_Problem details_
Since only part of the material below is wanted, output exactly the lines from the one with "the blue jeans." up to and including the one with "the dirt mound.".

_Information_
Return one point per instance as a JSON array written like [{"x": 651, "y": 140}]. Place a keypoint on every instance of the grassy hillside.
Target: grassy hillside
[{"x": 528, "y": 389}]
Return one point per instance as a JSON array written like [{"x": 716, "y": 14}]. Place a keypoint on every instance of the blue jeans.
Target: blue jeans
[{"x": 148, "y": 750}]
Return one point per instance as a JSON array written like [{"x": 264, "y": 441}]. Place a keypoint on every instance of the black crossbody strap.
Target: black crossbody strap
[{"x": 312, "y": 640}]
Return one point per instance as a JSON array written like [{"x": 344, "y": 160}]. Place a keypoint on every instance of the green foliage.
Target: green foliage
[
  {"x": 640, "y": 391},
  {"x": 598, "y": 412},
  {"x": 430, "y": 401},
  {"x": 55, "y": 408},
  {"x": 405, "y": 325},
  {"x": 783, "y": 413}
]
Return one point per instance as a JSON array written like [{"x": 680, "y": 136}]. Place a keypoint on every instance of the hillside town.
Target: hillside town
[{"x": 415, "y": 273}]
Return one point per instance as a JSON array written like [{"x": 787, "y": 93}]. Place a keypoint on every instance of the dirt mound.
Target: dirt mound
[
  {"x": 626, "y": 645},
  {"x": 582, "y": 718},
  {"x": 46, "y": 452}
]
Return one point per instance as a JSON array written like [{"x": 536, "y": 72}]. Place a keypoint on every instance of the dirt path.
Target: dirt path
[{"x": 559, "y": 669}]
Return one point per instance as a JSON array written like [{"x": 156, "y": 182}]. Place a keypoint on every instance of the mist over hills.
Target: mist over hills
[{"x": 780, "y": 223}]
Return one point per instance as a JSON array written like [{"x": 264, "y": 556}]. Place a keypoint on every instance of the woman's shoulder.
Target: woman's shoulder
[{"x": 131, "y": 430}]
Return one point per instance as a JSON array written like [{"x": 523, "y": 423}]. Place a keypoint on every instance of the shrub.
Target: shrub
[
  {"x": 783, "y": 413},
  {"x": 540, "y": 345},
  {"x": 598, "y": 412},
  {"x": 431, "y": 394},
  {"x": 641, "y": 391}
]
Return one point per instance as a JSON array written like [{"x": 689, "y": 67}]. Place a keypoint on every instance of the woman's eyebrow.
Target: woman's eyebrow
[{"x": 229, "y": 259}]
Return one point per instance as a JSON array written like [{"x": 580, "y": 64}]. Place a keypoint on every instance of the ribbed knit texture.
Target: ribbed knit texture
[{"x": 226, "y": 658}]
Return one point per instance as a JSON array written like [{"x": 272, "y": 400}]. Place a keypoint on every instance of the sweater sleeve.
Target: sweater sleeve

_Task result_
Return one point per instance as a JSON array written like [{"x": 716, "y": 14}]. Place a keypoint on every instance of the blue jeans.
Target: blue jeans
[{"x": 148, "y": 750}]
Return one point per instance as a JSON array written like [{"x": 264, "y": 441}]. Place a keypoint on every instance of the black crossbody strap.
Target: black crossbody strap
[{"x": 312, "y": 640}]
Return one point per instance as a JSON array written like [{"x": 344, "y": 160}]. Place a keypoint on every instance of the green foliage.
Target: green foliage
[
  {"x": 640, "y": 391},
  {"x": 598, "y": 412},
  {"x": 430, "y": 401},
  {"x": 55, "y": 408},
  {"x": 405, "y": 325},
  {"x": 783, "y": 413}
]
Return one point per instance as a JSON array written like [{"x": 680, "y": 136}]. Place a keypoint on every instance of the hillside town.
Target: hillside town
[{"x": 415, "y": 273}]
Return one point per instance as a JSON array written like [{"x": 787, "y": 93}]. Place a keypoint on every instance of the dirt mound.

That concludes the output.